*PROMPT*: Could you rewrite the stretch of lines from the one containing "In this exercise you will indicate the pink" through the one containing "Target: dark mouth interior", swapping every "indicate" for "mark" and keeping everything else the same? Give back only those lines.
· · · · ·
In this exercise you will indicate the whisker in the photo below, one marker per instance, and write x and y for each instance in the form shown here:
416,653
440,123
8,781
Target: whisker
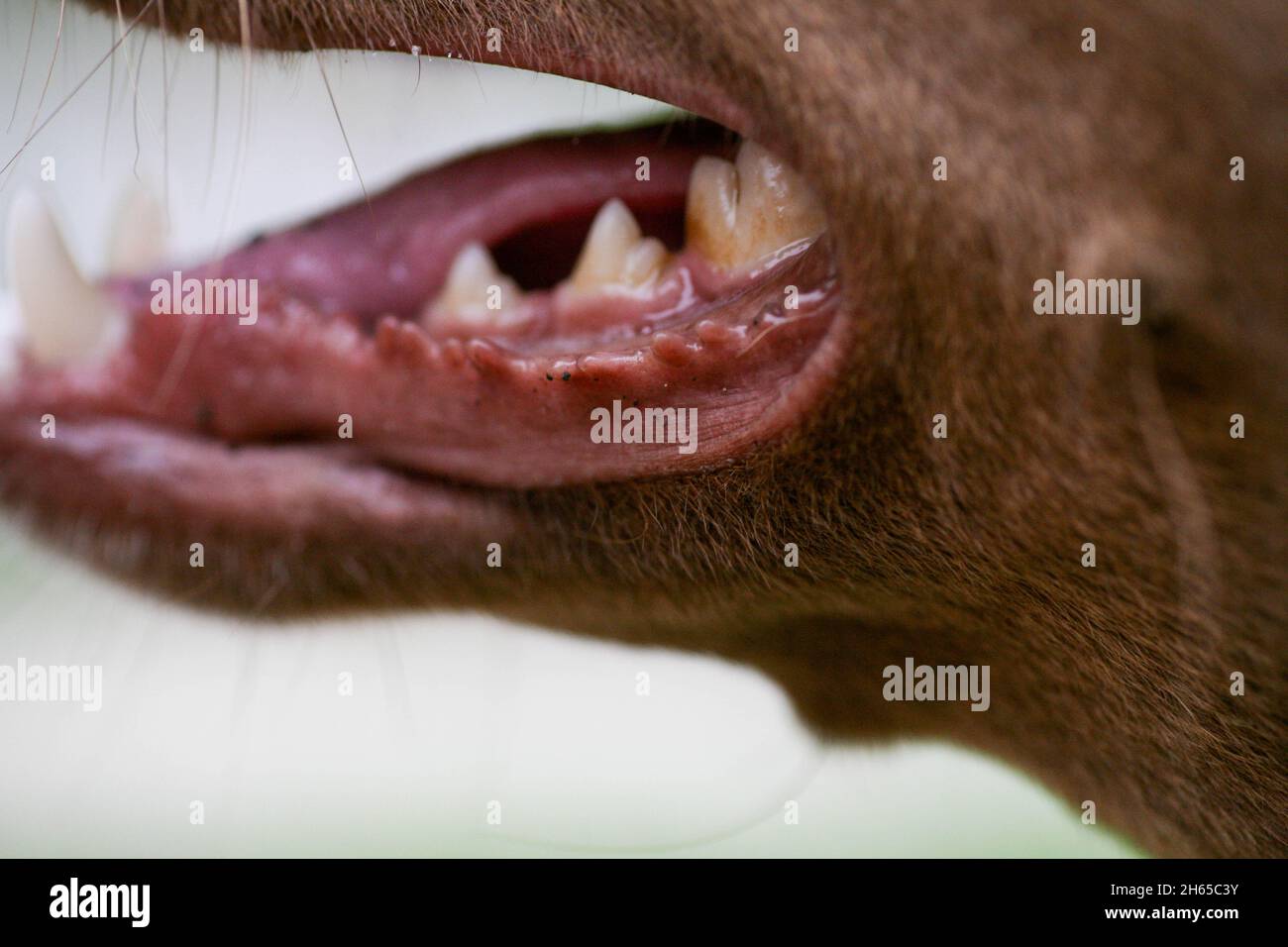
· · · · ·
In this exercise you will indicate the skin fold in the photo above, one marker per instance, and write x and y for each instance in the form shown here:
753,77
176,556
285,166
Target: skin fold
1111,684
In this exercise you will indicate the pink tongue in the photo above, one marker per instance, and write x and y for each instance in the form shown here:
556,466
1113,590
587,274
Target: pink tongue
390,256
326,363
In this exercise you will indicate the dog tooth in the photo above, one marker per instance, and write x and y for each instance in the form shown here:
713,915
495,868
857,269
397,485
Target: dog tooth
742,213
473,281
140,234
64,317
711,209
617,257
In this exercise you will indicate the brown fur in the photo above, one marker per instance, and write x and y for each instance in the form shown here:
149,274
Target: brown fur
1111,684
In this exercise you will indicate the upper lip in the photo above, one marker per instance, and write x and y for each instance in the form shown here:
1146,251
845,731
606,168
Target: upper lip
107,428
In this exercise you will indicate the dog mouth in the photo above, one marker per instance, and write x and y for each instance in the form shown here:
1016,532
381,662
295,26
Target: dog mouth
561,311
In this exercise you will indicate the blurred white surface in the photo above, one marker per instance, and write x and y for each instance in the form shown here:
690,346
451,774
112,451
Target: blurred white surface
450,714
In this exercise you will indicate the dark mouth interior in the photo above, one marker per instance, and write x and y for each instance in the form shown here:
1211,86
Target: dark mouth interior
· · · · ·
*FULL ANSWER*:
In this exercise you will mark the pink tongue in the photo above, one marker per instance, and write x and y for each instance in the form shown here:
556,466
1113,590
587,274
Target: pink tongue
390,256
326,363
In this exercise you will mark the dog tooth in the photo above, one marker per instance, and write x and y for each instance in the form shown here:
713,915
495,868
857,269
397,485
Target: dog tooth
742,213
473,281
140,234
64,317
711,209
617,257
In this exercise you will mark the brown fur in the photo above, one marker per instance, and write x and y for each instance in the form shown here:
149,274
Target: brown fur
1111,684
In this exercise you will mark the upper lip in the photo above, one marker per instance, and write x and y for each instance in the form shown here:
1146,251
845,731
606,168
Target: upper lip
107,428
In this exercise you will mark the dog mouth in the photo above, one marker per instance, and write x and y for each instance in the form shown here:
1016,532
381,662
295,26
Target: dog mouth
561,311
In this exercise you will mark the blurred white surface in the photo above, one marker per instance, and write x and y for each instance in the form shown here:
690,346
451,774
112,451
Target: blurred white surface
450,714
In this exercise you will mark the dark mouth interior in the photo above, one marker per instance, and write x and y for each instance in the form shown here:
1211,86
Target: dark mouth interior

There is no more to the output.